→ WORK TO BE COMPLETED
A faithful, complete copy of the entries is the sole expected answer.

→ Items from a dataset
----
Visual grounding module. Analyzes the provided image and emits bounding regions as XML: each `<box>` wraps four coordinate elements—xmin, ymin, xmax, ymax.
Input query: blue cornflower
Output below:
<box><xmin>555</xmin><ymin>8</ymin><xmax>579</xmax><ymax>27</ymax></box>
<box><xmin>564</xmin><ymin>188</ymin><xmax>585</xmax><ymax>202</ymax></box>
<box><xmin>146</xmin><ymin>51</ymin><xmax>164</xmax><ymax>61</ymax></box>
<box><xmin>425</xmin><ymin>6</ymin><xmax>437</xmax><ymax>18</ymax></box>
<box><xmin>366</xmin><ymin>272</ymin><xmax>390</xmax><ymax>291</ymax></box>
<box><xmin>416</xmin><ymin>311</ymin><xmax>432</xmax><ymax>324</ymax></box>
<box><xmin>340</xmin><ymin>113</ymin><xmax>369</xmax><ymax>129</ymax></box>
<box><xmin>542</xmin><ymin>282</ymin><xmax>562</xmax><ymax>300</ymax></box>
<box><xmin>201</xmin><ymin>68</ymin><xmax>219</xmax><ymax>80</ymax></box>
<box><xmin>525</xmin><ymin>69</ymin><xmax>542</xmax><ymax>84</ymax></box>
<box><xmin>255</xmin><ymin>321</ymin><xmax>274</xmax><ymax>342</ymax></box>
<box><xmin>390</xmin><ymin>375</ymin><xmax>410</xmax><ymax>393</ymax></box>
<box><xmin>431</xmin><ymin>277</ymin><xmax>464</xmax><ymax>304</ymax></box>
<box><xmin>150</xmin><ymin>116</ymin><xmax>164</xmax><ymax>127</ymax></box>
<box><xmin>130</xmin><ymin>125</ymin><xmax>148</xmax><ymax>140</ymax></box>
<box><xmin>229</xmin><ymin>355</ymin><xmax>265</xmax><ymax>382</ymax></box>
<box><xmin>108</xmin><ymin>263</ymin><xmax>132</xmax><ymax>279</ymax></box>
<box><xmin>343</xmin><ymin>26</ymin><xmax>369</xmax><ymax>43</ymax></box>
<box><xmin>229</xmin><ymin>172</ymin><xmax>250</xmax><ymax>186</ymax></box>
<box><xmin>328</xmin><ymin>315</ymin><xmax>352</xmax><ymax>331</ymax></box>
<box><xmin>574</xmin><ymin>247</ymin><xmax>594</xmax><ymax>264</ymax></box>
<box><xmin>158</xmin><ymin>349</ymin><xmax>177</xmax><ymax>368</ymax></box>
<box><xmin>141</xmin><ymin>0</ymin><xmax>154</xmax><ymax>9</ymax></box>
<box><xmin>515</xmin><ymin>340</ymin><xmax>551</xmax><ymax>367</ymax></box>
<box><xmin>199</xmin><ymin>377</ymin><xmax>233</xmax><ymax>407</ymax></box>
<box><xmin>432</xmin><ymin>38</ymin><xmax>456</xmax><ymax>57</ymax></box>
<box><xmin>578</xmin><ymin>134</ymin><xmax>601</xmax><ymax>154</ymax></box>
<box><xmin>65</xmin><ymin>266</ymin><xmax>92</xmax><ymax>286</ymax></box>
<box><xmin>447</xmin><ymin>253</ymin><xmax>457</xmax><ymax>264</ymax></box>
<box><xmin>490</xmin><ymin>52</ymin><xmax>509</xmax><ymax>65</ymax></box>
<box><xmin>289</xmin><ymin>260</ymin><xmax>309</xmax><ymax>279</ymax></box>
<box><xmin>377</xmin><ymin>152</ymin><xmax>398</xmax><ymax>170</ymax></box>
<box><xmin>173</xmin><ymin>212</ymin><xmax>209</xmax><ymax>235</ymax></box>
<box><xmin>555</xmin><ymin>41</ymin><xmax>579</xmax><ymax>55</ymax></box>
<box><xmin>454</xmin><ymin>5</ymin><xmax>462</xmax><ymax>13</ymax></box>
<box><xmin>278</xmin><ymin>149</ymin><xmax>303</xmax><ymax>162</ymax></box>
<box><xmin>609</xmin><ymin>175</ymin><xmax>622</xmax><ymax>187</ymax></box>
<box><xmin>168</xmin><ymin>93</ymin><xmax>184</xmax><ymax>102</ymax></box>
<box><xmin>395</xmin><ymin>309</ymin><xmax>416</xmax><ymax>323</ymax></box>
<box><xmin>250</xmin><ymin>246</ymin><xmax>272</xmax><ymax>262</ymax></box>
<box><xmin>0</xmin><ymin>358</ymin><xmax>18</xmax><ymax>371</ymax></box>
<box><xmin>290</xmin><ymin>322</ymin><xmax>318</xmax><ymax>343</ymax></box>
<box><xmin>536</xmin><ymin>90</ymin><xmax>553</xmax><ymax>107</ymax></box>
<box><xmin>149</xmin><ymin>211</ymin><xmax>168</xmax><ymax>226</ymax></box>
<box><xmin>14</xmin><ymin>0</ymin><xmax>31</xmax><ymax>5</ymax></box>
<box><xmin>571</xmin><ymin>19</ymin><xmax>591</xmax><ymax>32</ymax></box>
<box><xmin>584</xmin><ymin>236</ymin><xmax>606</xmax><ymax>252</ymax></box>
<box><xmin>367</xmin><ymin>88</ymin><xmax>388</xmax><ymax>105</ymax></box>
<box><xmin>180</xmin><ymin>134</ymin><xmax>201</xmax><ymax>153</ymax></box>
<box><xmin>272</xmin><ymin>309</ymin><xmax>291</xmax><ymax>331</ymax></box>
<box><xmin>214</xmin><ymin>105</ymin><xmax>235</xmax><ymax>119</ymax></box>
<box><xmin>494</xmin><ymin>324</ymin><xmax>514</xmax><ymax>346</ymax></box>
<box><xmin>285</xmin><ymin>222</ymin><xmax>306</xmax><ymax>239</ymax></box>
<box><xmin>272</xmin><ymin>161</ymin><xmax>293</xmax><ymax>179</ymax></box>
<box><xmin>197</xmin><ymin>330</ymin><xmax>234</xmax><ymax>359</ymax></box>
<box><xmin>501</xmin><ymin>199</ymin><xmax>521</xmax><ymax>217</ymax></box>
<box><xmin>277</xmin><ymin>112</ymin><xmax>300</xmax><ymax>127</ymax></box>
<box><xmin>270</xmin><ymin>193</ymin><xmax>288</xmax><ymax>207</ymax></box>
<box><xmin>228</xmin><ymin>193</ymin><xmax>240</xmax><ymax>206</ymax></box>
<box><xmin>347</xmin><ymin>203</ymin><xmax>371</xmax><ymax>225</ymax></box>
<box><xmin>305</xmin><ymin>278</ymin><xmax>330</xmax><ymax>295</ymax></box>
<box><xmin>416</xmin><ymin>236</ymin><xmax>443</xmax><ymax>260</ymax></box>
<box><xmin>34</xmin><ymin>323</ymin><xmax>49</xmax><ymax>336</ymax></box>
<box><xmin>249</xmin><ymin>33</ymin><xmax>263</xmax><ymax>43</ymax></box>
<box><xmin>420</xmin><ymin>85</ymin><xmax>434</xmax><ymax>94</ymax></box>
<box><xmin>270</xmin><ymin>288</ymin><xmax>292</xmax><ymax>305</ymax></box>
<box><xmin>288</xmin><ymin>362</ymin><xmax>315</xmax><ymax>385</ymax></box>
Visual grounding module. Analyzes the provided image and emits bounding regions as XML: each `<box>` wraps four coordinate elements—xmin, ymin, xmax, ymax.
----
→ WRITTEN SOLUTION
Visual grounding module. Analyzes the provided image and emits bounding regions as XML: each `<box>` wraps four coordinate elements—xmin, ymin, xmax, ymax.
Input query: blue cornflower
Output below:
<box><xmin>555</xmin><ymin>8</ymin><xmax>579</xmax><ymax>27</ymax></box>
<box><xmin>564</xmin><ymin>188</ymin><xmax>585</xmax><ymax>202</ymax></box>
<box><xmin>146</xmin><ymin>51</ymin><xmax>164</xmax><ymax>61</ymax></box>
<box><xmin>425</xmin><ymin>6</ymin><xmax>437</xmax><ymax>18</ymax></box>
<box><xmin>366</xmin><ymin>272</ymin><xmax>390</xmax><ymax>291</ymax></box>
<box><xmin>416</xmin><ymin>311</ymin><xmax>432</xmax><ymax>324</ymax></box>
<box><xmin>340</xmin><ymin>113</ymin><xmax>369</xmax><ymax>129</ymax></box>
<box><xmin>542</xmin><ymin>282</ymin><xmax>562</xmax><ymax>300</ymax></box>
<box><xmin>201</xmin><ymin>68</ymin><xmax>219</xmax><ymax>80</ymax></box>
<box><xmin>525</xmin><ymin>69</ymin><xmax>542</xmax><ymax>84</ymax></box>
<box><xmin>255</xmin><ymin>321</ymin><xmax>274</xmax><ymax>342</ymax></box>
<box><xmin>390</xmin><ymin>375</ymin><xmax>410</xmax><ymax>393</ymax></box>
<box><xmin>431</xmin><ymin>277</ymin><xmax>464</xmax><ymax>304</ymax></box>
<box><xmin>150</xmin><ymin>116</ymin><xmax>164</xmax><ymax>127</ymax></box>
<box><xmin>130</xmin><ymin>125</ymin><xmax>148</xmax><ymax>140</ymax></box>
<box><xmin>229</xmin><ymin>355</ymin><xmax>265</xmax><ymax>382</ymax></box>
<box><xmin>108</xmin><ymin>263</ymin><xmax>132</xmax><ymax>279</ymax></box>
<box><xmin>343</xmin><ymin>26</ymin><xmax>369</xmax><ymax>43</ymax></box>
<box><xmin>229</xmin><ymin>172</ymin><xmax>250</xmax><ymax>186</ymax></box>
<box><xmin>328</xmin><ymin>315</ymin><xmax>352</xmax><ymax>331</ymax></box>
<box><xmin>574</xmin><ymin>247</ymin><xmax>594</xmax><ymax>264</ymax></box>
<box><xmin>158</xmin><ymin>349</ymin><xmax>177</xmax><ymax>368</ymax></box>
<box><xmin>141</xmin><ymin>0</ymin><xmax>154</xmax><ymax>9</ymax></box>
<box><xmin>515</xmin><ymin>340</ymin><xmax>551</xmax><ymax>367</ymax></box>
<box><xmin>199</xmin><ymin>377</ymin><xmax>233</xmax><ymax>407</ymax></box>
<box><xmin>432</xmin><ymin>38</ymin><xmax>456</xmax><ymax>57</ymax></box>
<box><xmin>578</xmin><ymin>134</ymin><xmax>601</xmax><ymax>154</ymax></box>
<box><xmin>65</xmin><ymin>266</ymin><xmax>92</xmax><ymax>286</ymax></box>
<box><xmin>447</xmin><ymin>253</ymin><xmax>457</xmax><ymax>264</ymax></box>
<box><xmin>490</xmin><ymin>52</ymin><xmax>509</xmax><ymax>65</ymax></box>
<box><xmin>289</xmin><ymin>260</ymin><xmax>309</xmax><ymax>279</ymax></box>
<box><xmin>377</xmin><ymin>152</ymin><xmax>398</xmax><ymax>170</ymax></box>
<box><xmin>173</xmin><ymin>212</ymin><xmax>209</xmax><ymax>235</ymax></box>
<box><xmin>555</xmin><ymin>41</ymin><xmax>579</xmax><ymax>55</ymax></box>
<box><xmin>454</xmin><ymin>5</ymin><xmax>462</xmax><ymax>13</ymax></box>
<box><xmin>278</xmin><ymin>149</ymin><xmax>303</xmax><ymax>162</ymax></box>
<box><xmin>609</xmin><ymin>175</ymin><xmax>622</xmax><ymax>187</ymax></box>
<box><xmin>168</xmin><ymin>93</ymin><xmax>184</xmax><ymax>102</ymax></box>
<box><xmin>395</xmin><ymin>309</ymin><xmax>416</xmax><ymax>323</ymax></box>
<box><xmin>250</xmin><ymin>246</ymin><xmax>272</xmax><ymax>262</ymax></box>
<box><xmin>0</xmin><ymin>358</ymin><xmax>18</xmax><ymax>371</ymax></box>
<box><xmin>290</xmin><ymin>322</ymin><xmax>318</xmax><ymax>343</ymax></box>
<box><xmin>536</xmin><ymin>90</ymin><xmax>553</xmax><ymax>107</ymax></box>
<box><xmin>149</xmin><ymin>211</ymin><xmax>168</xmax><ymax>226</ymax></box>
<box><xmin>14</xmin><ymin>0</ymin><xmax>31</xmax><ymax>5</ymax></box>
<box><xmin>571</xmin><ymin>19</ymin><xmax>591</xmax><ymax>32</ymax></box>
<box><xmin>584</xmin><ymin>236</ymin><xmax>606</xmax><ymax>252</ymax></box>
<box><xmin>367</xmin><ymin>88</ymin><xmax>388</xmax><ymax>105</ymax></box>
<box><xmin>180</xmin><ymin>134</ymin><xmax>201</xmax><ymax>153</ymax></box>
<box><xmin>272</xmin><ymin>309</ymin><xmax>291</xmax><ymax>331</ymax></box>
<box><xmin>214</xmin><ymin>105</ymin><xmax>235</xmax><ymax>119</ymax></box>
<box><xmin>494</xmin><ymin>324</ymin><xmax>514</xmax><ymax>346</ymax></box>
<box><xmin>285</xmin><ymin>222</ymin><xmax>306</xmax><ymax>239</ymax></box>
<box><xmin>272</xmin><ymin>161</ymin><xmax>293</xmax><ymax>179</ymax></box>
<box><xmin>197</xmin><ymin>330</ymin><xmax>234</xmax><ymax>359</ymax></box>
<box><xmin>501</xmin><ymin>199</ymin><xmax>521</xmax><ymax>217</ymax></box>
<box><xmin>277</xmin><ymin>112</ymin><xmax>300</xmax><ymax>127</ymax></box>
<box><xmin>270</xmin><ymin>193</ymin><xmax>288</xmax><ymax>207</ymax></box>
<box><xmin>228</xmin><ymin>193</ymin><xmax>240</xmax><ymax>206</ymax></box>
<box><xmin>347</xmin><ymin>203</ymin><xmax>371</xmax><ymax>225</ymax></box>
<box><xmin>305</xmin><ymin>278</ymin><xmax>330</xmax><ymax>295</ymax></box>
<box><xmin>416</xmin><ymin>236</ymin><xmax>443</xmax><ymax>260</ymax></box>
<box><xmin>34</xmin><ymin>323</ymin><xmax>49</xmax><ymax>336</ymax></box>
<box><xmin>249</xmin><ymin>33</ymin><xmax>263</xmax><ymax>43</ymax></box>
<box><xmin>420</xmin><ymin>85</ymin><xmax>434</xmax><ymax>94</ymax></box>
<box><xmin>270</xmin><ymin>288</ymin><xmax>292</xmax><ymax>305</ymax></box>
<box><xmin>288</xmin><ymin>362</ymin><xmax>315</xmax><ymax>385</ymax></box>
Visual grounding module. Analyzes the provided image and emits bounding regions as XML: each `<box>` wraps four coordinate elements—xmin, ymin, xmax, ymax.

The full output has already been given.